■ Required work
- A) Answer these questions about the forum thread on Canon gear:
(i) Which lens does daveyboy say feels a bit wobbly?
(ii) What score out of 100 does optikus give Canon?
(iii) How many euros does candyman say people in Europe pay for an item that costs 2300 dollars in the US?
- B) Carry on the forum thread about Canon gear, starting after its final post.

═════ Provided text ═════

An amateur photographer (as am I) is not scared to wear their heart on their sleeve and do it for the love of it? What better reason can there be?


----------



## daveyboy (Jul 19, 2013)

Build Quality on my 17-55 f2.8 could be a lot better (it feels a bit wobbly, nothing wrong with the pics though), but my 7D and 70-200 f2.8 IS II are fantastic.


----------



## Dylan777 (Jul 19, 2013)

I started with Canon and still shooting with Canon, so far so good.

As an owner of RX-1, not so bad at all. Everything is SOLID.

I'm sure Canon, Nikon, Sony etc...have Pros and Cons in their systems.


----------



## neuroanatomist (Jul 19, 2013)

90% isn't perfect.


----------



## distant.star (Jul 19, 2013)

CANONisOK said:


> I think they are OK.
> 
> (crickets) :-\



This is my exact response!! Thanks.


----------



## CANONisOK (Jul 19, 2013)

neuroanatomist said:


> 90% isn't perfect.


Eh, polling is an inexact science. It's within the margin or error. ;D


----------



## Zv (Jul 19, 2013)

Nothing wrong with the gear only with me and my lack of skill! 

But yeah who doesn't want perfection? We all do but the difference it really makes is minimal. 

What we can do now with our cameras compared to 15 - 20 years ago is phenomenal! Didn't even think I would have been able to afford a DSLR when I was in Uni but now they seem quite affordable and everyone has one! But what are they doing with them?? (Complaining??)


----------



## rpt (Jul 19, 2013)

distant.star said:


> CANONisOK said:
> 
> 
> > I think they are OK.
> ...


There was a time when OK referred to something being "all correct"...


----------



## scottkinfw (Jul 19, 2013)

Also Zero Killed (as in head count after a combat mission)



rpt said:


> distant.star said:
> 
> 
> > CANONisOK said:
> ...


----------



## scottkinfw (Jul 19, 2013)

The camera gear isn't limiting my results, so can't blame Canon!


----------



## verysimplejason (Jul 19, 2013)

My only problem with Canon is their pricing. :'( I don't have that much problem with Nikon/Sony's superior sensor. I find Canon's already acceptable (comparable) as against the views of some pixel peepers, and of course I love Canon colors. Even some of my friends with their "superior" Nikons are quite taken with Canon colors that most of them wants to shift to Canon.

Pixel peepers aside, I think most love Canon.


----------



## Powder Portraits (Jul 19, 2013)

Canon USA thru CPS keeps the equipment exposing, and that's money in the bank. While my specific needs are unique and some new products pose challenges adapting them into my work flow, we muddle forward!


----------



## CANONisOK (Jul 19, 2013)

rpt said:


> distant.star said:
> 
> 
> > CANONisOK said:
> ...


There was also a time (now) when OK referred to the state where I live...


----------



## optikus (Jul 19, 2013)

... if I should rate them: 85/100.

They make good things, some with the potencial to be improved but in general I use Canon cameras, lenses and accessories and will do so in the future. I didn't find a better system for my requirements so far.

Joerg


----------



## candyman (Jul 19, 2013)

Until now I did not have problems with my canon gear. I am very happy to have it. I think the pricing is just out of control. But that is something you see on other products as well. I don't understand why in Europe we pay for example 2300 euro for an item that cost in the US 2300 dollar. That is an incorrect exchange rate. Anyway, I see the quality is good and that will give me lenses for years to use. And my 5D MKIII is just awesome.

═════ Supplied records ═════

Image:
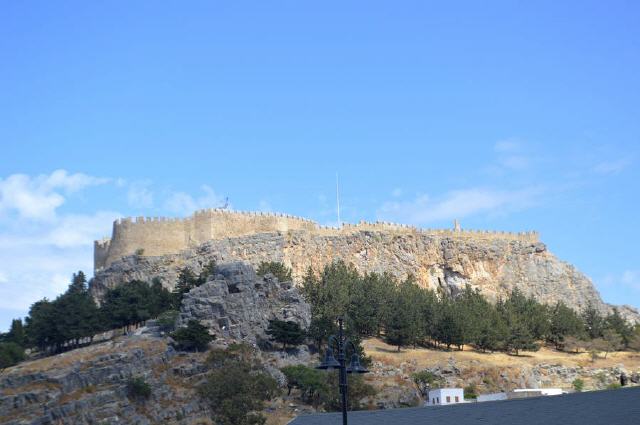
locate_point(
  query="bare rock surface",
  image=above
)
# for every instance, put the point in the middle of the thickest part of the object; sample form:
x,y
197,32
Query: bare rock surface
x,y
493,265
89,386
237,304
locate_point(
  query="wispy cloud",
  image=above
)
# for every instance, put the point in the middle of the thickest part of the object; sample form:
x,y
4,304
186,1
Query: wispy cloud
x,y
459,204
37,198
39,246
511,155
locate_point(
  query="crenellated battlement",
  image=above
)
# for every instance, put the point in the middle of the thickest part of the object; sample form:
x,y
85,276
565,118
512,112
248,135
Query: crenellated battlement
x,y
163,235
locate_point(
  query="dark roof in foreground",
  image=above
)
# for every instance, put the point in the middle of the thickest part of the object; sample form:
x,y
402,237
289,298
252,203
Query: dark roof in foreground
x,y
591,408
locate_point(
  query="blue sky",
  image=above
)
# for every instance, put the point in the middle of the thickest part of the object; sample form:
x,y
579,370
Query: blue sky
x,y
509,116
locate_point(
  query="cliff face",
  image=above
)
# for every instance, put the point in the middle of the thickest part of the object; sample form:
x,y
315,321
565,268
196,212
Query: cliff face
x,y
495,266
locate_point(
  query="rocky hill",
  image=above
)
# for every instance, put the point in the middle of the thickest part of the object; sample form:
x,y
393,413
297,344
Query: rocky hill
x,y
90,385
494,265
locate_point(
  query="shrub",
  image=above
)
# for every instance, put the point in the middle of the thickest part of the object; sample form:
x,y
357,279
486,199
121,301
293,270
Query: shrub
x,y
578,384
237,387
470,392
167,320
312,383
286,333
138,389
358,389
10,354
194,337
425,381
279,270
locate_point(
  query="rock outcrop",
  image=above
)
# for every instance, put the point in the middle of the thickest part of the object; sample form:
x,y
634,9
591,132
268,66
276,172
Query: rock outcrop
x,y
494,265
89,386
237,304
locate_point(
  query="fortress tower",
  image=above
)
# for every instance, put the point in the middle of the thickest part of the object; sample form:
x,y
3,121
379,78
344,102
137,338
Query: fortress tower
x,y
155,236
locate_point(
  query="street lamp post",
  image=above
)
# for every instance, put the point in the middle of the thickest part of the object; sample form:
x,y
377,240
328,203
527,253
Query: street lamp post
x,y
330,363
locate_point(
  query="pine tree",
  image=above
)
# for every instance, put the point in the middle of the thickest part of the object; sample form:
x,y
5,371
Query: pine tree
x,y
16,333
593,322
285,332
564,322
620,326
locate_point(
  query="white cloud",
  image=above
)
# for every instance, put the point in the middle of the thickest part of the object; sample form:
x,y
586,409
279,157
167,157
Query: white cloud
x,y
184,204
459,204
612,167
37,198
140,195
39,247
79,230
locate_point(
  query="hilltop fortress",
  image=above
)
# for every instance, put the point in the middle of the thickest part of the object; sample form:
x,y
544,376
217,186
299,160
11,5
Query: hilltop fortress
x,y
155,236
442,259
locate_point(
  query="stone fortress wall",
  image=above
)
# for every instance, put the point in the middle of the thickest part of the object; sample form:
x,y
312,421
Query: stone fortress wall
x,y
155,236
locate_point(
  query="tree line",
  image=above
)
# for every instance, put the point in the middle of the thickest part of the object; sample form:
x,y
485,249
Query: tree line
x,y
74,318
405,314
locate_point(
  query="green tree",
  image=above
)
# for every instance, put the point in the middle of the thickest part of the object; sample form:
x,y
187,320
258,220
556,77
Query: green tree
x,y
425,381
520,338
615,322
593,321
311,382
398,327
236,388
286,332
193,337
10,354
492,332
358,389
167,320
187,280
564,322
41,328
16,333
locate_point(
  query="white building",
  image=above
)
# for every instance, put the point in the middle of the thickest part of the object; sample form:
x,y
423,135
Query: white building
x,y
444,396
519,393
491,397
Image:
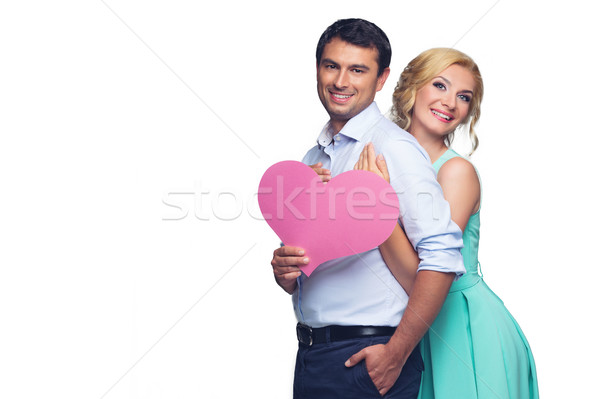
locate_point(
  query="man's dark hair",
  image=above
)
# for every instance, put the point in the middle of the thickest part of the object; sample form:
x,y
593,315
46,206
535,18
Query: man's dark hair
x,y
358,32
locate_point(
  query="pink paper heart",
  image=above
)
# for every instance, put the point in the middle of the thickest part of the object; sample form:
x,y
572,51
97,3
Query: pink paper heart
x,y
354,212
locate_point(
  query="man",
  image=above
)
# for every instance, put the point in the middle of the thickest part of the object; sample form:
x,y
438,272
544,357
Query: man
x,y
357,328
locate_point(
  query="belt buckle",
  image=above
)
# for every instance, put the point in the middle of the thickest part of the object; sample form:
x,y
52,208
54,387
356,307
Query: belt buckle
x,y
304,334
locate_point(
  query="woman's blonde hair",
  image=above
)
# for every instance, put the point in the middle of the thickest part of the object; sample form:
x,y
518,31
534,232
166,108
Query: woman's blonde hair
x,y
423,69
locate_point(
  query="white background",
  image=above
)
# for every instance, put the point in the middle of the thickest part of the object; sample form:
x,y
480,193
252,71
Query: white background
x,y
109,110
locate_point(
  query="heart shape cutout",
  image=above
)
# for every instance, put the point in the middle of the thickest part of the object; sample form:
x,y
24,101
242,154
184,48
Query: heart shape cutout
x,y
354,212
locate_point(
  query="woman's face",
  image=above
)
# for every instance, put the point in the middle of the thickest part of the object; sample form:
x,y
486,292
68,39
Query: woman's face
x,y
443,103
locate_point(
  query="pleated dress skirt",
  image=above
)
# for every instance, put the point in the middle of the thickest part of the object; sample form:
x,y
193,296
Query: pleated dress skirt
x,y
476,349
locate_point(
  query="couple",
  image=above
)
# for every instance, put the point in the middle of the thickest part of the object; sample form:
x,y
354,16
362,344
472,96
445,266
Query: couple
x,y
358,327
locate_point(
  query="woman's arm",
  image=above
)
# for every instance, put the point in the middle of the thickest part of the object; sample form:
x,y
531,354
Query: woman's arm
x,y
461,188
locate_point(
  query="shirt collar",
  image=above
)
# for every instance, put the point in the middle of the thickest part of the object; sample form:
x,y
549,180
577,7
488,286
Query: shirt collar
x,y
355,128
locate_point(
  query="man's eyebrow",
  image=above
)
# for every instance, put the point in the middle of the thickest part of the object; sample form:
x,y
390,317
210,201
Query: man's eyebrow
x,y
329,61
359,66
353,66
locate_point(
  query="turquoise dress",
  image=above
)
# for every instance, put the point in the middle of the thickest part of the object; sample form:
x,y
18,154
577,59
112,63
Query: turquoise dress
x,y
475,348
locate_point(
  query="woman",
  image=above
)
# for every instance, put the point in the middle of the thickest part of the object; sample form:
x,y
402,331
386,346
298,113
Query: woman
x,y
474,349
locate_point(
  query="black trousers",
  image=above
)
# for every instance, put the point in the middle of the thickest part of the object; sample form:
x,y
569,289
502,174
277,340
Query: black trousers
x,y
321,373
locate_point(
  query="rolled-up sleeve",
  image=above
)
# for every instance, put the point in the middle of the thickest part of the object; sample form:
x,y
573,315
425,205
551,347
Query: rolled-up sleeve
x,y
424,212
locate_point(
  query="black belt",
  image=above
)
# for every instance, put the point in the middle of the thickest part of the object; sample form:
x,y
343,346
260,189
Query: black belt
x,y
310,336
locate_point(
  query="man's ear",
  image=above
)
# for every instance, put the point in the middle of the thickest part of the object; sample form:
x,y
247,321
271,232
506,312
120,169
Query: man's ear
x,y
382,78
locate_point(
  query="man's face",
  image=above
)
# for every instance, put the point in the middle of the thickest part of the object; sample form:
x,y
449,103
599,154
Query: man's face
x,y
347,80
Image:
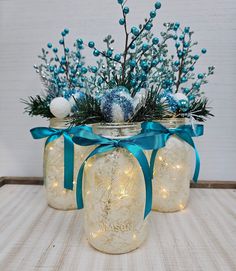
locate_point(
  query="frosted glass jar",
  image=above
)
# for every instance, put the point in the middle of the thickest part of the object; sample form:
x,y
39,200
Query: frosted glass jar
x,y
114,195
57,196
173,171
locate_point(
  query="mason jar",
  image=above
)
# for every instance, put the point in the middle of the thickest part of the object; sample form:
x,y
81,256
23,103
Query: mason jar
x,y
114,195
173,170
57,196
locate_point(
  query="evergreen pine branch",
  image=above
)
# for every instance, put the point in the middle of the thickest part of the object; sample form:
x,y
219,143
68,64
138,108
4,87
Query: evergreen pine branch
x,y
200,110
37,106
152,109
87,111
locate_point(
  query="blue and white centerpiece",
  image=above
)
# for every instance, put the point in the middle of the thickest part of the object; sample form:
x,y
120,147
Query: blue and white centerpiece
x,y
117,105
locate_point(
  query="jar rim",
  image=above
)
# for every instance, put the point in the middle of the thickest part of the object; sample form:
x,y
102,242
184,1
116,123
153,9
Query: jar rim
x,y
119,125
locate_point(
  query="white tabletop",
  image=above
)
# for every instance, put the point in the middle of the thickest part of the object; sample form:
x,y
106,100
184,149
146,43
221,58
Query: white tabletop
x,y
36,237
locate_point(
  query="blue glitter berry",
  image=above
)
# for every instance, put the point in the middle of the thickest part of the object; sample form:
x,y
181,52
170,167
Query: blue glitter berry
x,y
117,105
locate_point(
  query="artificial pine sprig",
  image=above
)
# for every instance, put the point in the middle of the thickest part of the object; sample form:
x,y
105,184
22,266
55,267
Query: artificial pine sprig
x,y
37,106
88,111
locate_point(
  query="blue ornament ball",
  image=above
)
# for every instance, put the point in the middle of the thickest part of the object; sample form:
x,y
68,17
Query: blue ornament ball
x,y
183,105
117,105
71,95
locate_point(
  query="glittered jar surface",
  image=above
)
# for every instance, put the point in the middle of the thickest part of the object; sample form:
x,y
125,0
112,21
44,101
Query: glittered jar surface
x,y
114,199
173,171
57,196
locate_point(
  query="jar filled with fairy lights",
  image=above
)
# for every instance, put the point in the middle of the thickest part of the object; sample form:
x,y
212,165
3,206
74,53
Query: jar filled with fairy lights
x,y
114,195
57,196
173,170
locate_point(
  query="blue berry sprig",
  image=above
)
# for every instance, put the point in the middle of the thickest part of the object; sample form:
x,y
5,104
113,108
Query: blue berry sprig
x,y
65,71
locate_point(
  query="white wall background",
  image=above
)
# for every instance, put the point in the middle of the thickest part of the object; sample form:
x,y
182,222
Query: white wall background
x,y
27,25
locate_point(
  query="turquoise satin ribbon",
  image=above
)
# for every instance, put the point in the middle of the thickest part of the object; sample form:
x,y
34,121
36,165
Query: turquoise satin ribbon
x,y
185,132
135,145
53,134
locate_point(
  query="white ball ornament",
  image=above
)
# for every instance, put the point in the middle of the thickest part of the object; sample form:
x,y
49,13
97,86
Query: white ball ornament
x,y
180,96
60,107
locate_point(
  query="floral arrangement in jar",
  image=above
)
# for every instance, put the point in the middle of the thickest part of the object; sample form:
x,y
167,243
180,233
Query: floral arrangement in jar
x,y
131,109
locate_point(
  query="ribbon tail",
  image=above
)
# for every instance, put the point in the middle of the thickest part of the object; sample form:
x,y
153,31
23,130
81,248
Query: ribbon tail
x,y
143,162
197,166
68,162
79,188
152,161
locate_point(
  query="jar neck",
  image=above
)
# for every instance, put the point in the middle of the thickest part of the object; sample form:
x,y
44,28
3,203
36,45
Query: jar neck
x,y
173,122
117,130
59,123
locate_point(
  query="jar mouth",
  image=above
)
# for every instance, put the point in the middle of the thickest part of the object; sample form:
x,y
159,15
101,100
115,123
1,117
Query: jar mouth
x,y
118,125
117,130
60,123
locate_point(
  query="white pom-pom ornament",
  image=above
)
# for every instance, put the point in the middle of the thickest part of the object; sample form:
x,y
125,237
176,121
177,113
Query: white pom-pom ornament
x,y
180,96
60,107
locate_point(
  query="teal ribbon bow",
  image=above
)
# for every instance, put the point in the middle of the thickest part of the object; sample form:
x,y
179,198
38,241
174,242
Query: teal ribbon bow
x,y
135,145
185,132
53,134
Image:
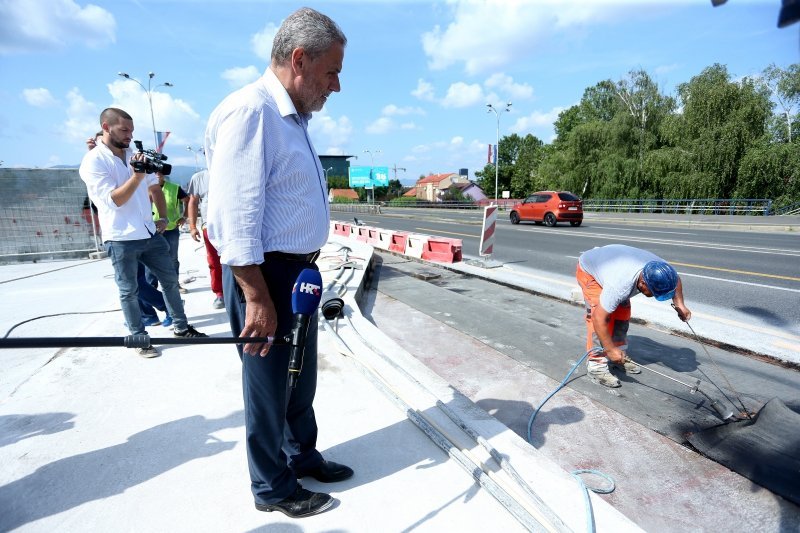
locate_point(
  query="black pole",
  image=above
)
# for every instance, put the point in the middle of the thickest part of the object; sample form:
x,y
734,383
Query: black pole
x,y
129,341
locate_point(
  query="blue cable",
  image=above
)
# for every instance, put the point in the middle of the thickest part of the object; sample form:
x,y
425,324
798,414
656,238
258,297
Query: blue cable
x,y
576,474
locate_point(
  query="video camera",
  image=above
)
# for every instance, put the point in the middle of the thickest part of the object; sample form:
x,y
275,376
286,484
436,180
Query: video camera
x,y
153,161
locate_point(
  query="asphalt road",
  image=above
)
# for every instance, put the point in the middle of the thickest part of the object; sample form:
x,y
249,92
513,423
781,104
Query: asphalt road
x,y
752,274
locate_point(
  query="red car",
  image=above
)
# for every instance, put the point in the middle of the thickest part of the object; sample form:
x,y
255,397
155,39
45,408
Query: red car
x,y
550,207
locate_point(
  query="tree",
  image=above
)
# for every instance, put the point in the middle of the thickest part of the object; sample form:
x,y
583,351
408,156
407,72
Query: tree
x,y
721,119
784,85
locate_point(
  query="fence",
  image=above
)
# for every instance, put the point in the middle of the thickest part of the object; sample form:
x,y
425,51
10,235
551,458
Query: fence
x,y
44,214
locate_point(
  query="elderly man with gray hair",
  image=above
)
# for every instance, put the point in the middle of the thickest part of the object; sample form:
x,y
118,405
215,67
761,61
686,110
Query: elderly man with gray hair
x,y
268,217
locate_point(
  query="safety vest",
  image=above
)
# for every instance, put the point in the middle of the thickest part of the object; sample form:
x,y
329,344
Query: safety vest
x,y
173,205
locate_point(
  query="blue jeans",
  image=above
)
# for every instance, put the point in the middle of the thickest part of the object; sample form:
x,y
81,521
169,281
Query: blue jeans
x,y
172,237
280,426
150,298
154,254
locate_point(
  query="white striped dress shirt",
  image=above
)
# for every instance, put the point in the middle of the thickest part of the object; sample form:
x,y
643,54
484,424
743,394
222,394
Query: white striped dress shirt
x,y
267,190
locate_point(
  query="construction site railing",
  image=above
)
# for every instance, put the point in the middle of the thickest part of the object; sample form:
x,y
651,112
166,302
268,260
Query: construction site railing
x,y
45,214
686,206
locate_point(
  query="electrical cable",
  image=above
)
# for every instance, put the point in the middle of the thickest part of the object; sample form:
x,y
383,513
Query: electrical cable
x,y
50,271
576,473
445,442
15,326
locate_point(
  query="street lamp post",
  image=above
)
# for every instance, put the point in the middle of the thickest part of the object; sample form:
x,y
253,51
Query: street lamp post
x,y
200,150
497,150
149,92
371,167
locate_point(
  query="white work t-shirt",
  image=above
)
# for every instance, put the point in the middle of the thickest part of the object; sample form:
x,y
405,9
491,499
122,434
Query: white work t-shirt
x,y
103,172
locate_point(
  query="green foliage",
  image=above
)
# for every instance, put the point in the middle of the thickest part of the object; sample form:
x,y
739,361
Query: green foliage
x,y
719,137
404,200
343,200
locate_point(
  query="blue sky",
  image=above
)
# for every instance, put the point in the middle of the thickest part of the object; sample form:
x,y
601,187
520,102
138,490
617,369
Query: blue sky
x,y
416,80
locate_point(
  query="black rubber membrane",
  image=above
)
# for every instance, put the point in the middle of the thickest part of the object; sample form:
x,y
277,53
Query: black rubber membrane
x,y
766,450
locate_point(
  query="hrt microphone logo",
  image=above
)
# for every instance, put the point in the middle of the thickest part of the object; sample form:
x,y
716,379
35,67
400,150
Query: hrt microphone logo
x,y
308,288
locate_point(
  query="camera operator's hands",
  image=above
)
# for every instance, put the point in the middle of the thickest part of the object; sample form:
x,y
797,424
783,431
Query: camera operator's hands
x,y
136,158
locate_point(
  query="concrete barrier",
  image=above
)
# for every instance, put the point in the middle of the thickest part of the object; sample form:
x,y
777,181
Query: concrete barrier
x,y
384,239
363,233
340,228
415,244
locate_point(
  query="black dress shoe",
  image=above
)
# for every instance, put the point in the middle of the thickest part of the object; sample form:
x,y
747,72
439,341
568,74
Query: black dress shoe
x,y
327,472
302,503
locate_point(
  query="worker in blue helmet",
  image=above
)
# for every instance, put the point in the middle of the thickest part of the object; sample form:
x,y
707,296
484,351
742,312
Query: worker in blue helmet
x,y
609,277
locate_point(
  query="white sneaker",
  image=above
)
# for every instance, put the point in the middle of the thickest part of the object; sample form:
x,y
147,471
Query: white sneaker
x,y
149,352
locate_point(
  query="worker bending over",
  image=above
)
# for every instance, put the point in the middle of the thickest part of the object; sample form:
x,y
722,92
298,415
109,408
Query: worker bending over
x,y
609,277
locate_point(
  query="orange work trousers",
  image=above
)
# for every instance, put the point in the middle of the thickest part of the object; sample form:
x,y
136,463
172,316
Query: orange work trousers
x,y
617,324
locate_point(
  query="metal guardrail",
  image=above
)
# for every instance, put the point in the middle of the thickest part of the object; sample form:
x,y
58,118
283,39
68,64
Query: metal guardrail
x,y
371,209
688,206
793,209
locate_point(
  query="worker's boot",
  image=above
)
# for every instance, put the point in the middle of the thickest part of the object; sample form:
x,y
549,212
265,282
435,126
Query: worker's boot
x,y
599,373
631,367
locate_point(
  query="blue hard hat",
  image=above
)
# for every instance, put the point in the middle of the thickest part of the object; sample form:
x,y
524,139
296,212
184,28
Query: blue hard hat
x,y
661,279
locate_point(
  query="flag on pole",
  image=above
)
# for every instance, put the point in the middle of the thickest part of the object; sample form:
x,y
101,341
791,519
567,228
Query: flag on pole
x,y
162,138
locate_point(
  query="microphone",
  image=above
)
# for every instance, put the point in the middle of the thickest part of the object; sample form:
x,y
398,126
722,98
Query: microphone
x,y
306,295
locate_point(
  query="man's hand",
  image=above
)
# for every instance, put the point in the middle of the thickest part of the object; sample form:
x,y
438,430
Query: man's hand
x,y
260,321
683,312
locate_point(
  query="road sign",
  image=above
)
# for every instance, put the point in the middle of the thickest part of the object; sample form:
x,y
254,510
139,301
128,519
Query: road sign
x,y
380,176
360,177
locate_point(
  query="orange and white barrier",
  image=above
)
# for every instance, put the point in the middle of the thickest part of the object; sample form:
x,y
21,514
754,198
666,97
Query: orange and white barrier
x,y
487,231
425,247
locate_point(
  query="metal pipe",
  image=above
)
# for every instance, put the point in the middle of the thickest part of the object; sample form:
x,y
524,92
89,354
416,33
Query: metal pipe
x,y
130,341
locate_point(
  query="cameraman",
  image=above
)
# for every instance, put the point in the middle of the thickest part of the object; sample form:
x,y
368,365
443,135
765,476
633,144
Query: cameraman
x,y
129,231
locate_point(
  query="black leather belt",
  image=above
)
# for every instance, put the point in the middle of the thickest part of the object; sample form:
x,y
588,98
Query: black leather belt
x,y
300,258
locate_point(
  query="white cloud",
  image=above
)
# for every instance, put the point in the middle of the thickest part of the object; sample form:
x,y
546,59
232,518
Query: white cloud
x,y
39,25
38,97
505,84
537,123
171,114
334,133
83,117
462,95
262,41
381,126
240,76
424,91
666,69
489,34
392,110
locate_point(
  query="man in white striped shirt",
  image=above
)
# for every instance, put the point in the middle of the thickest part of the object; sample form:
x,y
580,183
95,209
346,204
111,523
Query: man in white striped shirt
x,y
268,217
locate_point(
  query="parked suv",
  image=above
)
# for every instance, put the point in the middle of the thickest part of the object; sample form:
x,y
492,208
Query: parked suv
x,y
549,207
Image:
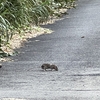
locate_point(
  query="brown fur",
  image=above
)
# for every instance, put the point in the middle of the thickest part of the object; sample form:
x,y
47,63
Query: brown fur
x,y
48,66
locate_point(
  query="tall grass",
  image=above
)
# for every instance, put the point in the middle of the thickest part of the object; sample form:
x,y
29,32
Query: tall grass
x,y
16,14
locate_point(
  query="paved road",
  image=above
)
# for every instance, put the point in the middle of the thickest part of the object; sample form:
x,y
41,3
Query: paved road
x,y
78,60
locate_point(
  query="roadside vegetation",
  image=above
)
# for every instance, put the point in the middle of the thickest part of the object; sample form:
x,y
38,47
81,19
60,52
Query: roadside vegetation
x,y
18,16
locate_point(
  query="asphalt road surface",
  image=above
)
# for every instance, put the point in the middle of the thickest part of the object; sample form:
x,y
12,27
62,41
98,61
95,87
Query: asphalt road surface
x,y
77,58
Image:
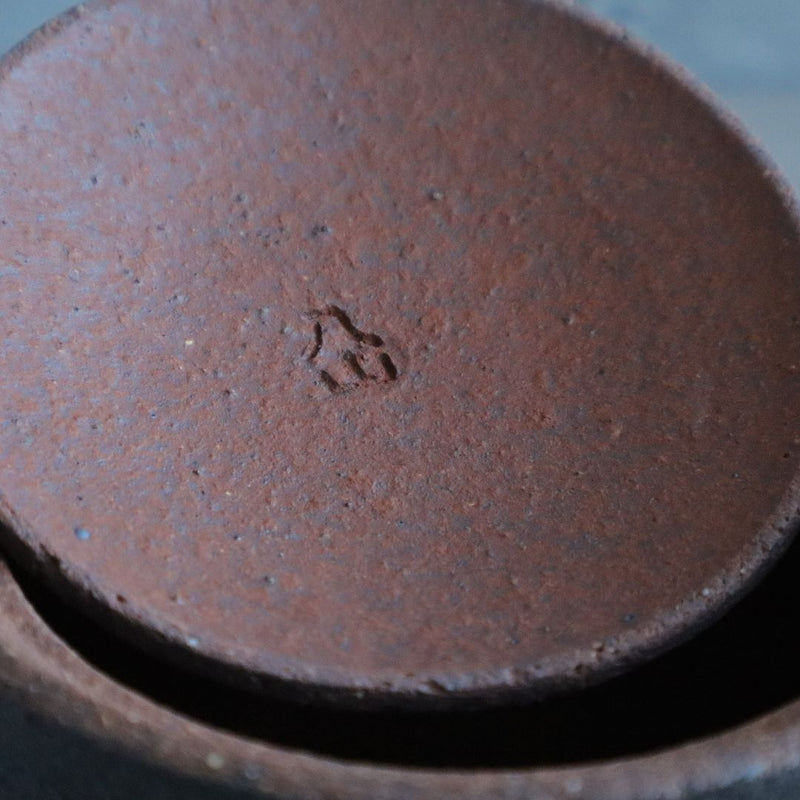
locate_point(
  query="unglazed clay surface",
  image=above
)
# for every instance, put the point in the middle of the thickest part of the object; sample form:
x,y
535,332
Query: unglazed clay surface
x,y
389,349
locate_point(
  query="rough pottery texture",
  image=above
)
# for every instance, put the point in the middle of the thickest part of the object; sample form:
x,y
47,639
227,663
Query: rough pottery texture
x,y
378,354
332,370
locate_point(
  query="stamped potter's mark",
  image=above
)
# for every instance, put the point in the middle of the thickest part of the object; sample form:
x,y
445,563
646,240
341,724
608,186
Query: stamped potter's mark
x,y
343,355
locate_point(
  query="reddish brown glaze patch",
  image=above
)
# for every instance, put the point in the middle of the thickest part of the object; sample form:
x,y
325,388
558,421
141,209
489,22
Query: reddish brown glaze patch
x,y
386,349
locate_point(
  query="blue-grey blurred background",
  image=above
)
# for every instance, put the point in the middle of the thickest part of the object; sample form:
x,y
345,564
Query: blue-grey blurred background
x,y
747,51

═════

■ Response list
- A)
(i) The 17-55 f2.8
(ii) 85/100
(iii) 2300 euro

- B)
----------



## sanj (Jul 19, 2013)

I do not like Canon India service centre at all


----------



## mb66energy (Jul 19, 2013)

paul13walnut5 said:


> mb66energy said:
> 
> 
> > I "love" my trusty 40Ds and the "medium class" lenses I have - well crafted, reliable: Tools!
> ...



As example of a video still I can offer the following:
http://www.canonrumors.com/forum/index.php?topic=15877.msg291715#msg291715
(perhaps you have to scroll down to the photo of the moon)

Equipment:
600D + *3x* Video Zoom (1920x1080, 24p) + *2x* TC mk i + EF 5.6/400mm
(1.6 x 3 x 2) x 400 ~ (10) x 400 = 4000 (!)

I think the quality is more than acceptable and the non-uniform sharpness due to atmospheric effects shows that in vacuum the IQ still would be better - just I still prefer an earth WITH the current atmosphere ... 

Another example: the 70-200 4.0 mutates to a 110-320 + 330-920 @4.0 - VERY versatile. The 3x zoom function setting which uses a 1920x1080 region was the unique decision factor for the 600D and makes the 70D (has it too) a possible candidate to raeplace the 2 x 40D + 600D by 2 x 70D.


----------



## expatinasia (Jul 19, 2013)

The first time I took a real picture (i.e. not one in the Canon showroom) with the 1D X, I thought to myself "Oh, ***t". It is so good, I wondered what excuse I will be able to use if I do not get the required shots! So yes, I am pretty happy, and CPS where I am are truly excellent, plenty or things going on, pro-active and always helpful, plus they're open 7 days per week. Yay. Thanks, Canon.


----------



## PKinDenmark (Jul 19, 2013)

This poll made me think in a bit wider perspective than just looking at this and that feature and the related $s / Euros / Kroner ....

Since I went from analog cameras (that I hardly used apart from various vacation-photos) to digital in 2004, I have been in the Canon-camp. 
At first it was perhaps a bit by chance, when I chose my at that time 'advanced compact', the Canon G5. At that time I considered candidates from many other manufacturers.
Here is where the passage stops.